◆ **WHAT YOU HAVE TO DO**: Return every line of the data below unchanged, character for character.

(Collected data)
*** Begin section ***

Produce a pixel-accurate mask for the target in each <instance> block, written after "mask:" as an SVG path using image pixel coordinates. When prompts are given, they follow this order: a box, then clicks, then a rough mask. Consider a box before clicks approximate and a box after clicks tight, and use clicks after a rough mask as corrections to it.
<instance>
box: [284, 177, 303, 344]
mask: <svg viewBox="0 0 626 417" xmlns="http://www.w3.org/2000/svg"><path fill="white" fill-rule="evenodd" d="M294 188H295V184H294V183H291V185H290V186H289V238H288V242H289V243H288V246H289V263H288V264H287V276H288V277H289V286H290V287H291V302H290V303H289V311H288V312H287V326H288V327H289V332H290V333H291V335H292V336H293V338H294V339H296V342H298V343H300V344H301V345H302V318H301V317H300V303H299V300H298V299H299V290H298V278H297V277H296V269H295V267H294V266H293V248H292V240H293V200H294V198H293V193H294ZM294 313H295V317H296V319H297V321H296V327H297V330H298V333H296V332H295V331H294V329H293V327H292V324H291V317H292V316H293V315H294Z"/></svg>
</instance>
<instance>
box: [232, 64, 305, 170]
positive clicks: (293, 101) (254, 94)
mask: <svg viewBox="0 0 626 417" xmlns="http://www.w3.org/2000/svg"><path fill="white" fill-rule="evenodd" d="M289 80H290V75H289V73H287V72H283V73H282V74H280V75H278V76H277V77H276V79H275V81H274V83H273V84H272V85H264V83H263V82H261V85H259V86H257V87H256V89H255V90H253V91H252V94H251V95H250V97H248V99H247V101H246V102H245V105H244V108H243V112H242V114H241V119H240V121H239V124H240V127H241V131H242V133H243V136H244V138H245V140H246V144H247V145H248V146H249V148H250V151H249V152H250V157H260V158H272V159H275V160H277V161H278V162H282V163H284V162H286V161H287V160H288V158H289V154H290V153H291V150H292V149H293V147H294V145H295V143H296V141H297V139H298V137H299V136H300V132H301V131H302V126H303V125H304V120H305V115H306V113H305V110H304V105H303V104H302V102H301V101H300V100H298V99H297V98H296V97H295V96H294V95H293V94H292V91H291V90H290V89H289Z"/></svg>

*** End section ***

◆ **EXPECTED ANSWER**:
Produce a pixel-accurate mask for the target in each <instance> block, written after "mask:" as an SVG path using image pixel coordinates. When prompts are given, they follow this order: a box, then clicks, then a rough mask. Consider a box before clicks approximate and a box after clicks tight, and use clicks after a rough mask as corrections to it.
<instance>
box: [284, 177, 303, 344]
mask: <svg viewBox="0 0 626 417" xmlns="http://www.w3.org/2000/svg"><path fill="white" fill-rule="evenodd" d="M294 188H295V184H294V183H291V185H290V186H289V238H288V242H289V243H288V246H289V263H288V264H287V276H288V277H289V286H290V287H291V302H290V303H289V311H288V312H287V326H288V327H289V332H290V333H291V335H292V336H293V338H294V339H296V342H298V343H300V344H301V345H302V318H301V317H300V303H299V300H298V299H299V290H298V278H297V277H296V269H295V267H294V266H293V248H292V240H293V200H294V198H293V193H294ZM294 313H295V317H296V319H297V321H296V327H297V330H298V333H296V332H295V331H294V329H293V327H292V324H291V317H292V316H293V315H294Z"/></svg>
</instance>
<instance>
box: [232, 64, 305, 170]
positive clicks: (293, 101) (254, 94)
mask: <svg viewBox="0 0 626 417" xmlns="http://www.w3.org/2000/svg"><path fill="white" fill-rule="evenodd" d="M289 80H290V75H289V73H287V72H283V73H282V74H280V75H278V76H277V77H276V79H275V81H274V83H273V84H272V85H264V83H263V82H261V85H259V86H257V87H256V89H255V90H253V91H252V94H251V95H250V97H248V99H247V101H246V102H245V105H244V108H243V112H242V114H241V119H240V121H239V124H240V127H241V131H242V133H243V136H244V138H245V140H246V144H247V145H248V146H249V148H250V151H249V152H250V157H260V158H272V159H275V160H277V161H278V162H282V163H284V162H286V161H287V160H288V158H289V154H290V153H291V150H292V149H293V147H294V145H295V143H296V141H297V139H298V137H299V136H300V132H301V131H302V126H303V125H304V120H305V115H306V113H305V110H304V105H303V104H302V102H301V101H300V100H298V99H297V98H296V97H295V96H294V95H293V94H292V91H291V90H290V89H289Z"/></svg>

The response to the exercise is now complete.